> **WORK ITEM**
Without pictures, retype the following entries exactly.

> **AVAILABLE RECORDS**
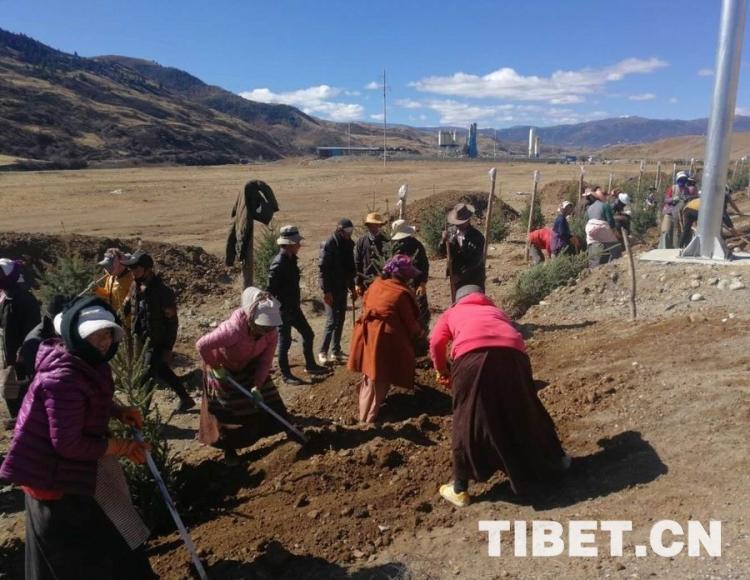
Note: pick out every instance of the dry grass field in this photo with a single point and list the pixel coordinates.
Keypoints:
(191, 205)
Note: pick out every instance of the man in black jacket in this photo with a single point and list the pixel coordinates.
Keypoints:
(154, 309)
(283, 284)
(337, 273)
(19, 313)
(465, 247)
(369, 256)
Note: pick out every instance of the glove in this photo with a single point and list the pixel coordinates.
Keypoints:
(130, 416)
(443, 379)
(135, 451)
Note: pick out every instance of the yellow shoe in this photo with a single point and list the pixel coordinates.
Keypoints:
(457, 499)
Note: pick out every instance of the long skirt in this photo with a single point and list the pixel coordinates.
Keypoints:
(71, 538)
(499, 423)
(229, 419)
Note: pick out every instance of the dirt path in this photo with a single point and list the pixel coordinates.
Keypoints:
(655, 414)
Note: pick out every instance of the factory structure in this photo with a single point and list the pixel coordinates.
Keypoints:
(534, 144)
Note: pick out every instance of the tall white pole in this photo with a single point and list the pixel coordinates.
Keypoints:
(385, 124)
(708, 243)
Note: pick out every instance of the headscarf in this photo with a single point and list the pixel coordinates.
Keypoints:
(10, 273)
(260, 307)
(401, 266)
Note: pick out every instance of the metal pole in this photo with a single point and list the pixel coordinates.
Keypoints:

> **THE ANSWER**
Note: pick out every instance of the dry grass field in this photo with a single point and list the pixel coordinates.
Keypoints:
(191, 205)
Note: pick out every instance of the man in black jacket in this photo with a single point and list the pixel coordinates.
Keypoints:
(154, 309)
(283, 284)
(337, 273)
(19, 313)
(465, 247)
(369, 256)
Note: pick out every instance of the glove in this photo with a single point and list the pixel coordinates.
Keypoints:
(130, 416)
(443, 379)
(135, 451)
Note: pick out every instance of the yellow shoe in this photo with a single point and list the pixel coordinates.
Keypoints:
(457, 499)
Note: pick out every instance of the long skirt in this photo with a single point and list the pixel coordinates.
Keypoints:
(71, 538)
(499, 423)
(229, 419)
Note: pick out every instance of the dirt path in this photo with a single point and list the pixel coordinates.
Keypoints:
(655, 414)
Note: pick out every instance of the factory structure in this photo with a single point and list the pixel coordinates.
Keypoints:
(534, 144)
Note: pick out every instance of the tall white pole in this photo with a single point and list the pixel coordinates.
Keypoints:
(385, 124)
(708, 243)
Note: pick out every instance of the headscarf in this photo with a single point and list the pixel coordinates.
Keypoints:
(10, 273)
(260, 307)
(401, 266)
Note: pick out every instance of the metal pole in this photo with a single point and list the pixel coordinates.
Keypoints:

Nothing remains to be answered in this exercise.